• [Exercise instructions]:
Where does the string "rocky" appear in the listing below? Copy every line where it does.

• [Information]:
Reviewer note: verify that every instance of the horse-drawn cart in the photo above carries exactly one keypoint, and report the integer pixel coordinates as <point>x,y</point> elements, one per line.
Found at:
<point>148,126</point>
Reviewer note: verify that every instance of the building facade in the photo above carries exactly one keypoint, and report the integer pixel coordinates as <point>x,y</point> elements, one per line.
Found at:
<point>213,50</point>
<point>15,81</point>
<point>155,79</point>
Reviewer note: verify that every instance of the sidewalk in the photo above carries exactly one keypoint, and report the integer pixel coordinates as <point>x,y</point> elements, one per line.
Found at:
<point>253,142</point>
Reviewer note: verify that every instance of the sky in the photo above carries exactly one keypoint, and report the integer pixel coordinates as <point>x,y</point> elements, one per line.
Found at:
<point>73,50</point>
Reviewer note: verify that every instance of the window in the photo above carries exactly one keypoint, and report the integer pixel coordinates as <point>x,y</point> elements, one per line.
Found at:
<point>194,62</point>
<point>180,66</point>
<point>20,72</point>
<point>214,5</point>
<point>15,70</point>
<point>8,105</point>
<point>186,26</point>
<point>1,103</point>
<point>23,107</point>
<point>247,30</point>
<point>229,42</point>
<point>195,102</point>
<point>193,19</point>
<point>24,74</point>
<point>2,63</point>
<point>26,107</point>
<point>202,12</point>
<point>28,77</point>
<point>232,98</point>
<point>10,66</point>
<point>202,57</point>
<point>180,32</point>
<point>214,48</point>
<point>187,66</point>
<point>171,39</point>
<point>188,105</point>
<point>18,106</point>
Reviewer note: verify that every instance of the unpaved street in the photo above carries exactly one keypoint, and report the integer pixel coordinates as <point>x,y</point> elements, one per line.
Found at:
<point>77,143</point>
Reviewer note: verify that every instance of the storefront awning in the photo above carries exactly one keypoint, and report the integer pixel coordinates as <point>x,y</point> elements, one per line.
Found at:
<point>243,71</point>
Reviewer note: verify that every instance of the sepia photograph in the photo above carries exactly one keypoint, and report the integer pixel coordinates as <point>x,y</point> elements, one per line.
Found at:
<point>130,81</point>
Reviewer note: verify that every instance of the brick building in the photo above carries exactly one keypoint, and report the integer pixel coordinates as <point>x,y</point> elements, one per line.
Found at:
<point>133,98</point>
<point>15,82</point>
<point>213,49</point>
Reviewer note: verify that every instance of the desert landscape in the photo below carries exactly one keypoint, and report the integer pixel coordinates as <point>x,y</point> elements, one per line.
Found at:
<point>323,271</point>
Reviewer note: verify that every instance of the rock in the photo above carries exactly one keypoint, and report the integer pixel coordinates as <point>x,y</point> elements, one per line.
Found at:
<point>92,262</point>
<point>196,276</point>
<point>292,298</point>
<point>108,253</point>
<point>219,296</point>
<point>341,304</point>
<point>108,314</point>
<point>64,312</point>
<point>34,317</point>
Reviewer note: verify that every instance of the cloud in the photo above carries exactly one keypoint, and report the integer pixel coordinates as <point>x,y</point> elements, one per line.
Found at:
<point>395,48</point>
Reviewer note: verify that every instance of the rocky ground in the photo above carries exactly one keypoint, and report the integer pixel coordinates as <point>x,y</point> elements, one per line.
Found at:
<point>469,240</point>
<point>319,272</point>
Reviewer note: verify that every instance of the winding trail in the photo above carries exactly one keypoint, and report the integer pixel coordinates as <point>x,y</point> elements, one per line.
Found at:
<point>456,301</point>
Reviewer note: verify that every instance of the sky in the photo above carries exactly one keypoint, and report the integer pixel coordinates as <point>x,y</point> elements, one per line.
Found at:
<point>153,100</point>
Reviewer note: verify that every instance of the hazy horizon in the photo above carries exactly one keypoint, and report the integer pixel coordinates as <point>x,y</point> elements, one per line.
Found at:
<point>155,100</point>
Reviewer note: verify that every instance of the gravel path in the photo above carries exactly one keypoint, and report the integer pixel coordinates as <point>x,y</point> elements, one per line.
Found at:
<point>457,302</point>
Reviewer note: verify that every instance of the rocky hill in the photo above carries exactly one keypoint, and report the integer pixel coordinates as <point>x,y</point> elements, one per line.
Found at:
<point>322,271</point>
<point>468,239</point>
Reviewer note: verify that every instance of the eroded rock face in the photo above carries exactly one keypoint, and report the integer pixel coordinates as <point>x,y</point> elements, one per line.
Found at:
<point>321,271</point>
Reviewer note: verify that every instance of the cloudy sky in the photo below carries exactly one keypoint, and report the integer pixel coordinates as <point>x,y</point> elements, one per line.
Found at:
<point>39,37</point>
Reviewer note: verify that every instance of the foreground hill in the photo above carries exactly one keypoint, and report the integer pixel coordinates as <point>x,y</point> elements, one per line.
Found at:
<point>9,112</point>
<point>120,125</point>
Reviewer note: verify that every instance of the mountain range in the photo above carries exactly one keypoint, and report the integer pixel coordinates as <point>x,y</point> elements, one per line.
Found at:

• [Task answer]:
Reviewer note: verify that every instance of the rocky ground in the photo above carries exactly one keypoint, and report the integer pixel coordinates as <point>x,y</point> elements, one per line.
Reviewer note: verify that every instance of the rocky hill in the photo above carries exactly one keypoint, and report the integer pixel coordinates as <point>x,y</point> elements, one per line.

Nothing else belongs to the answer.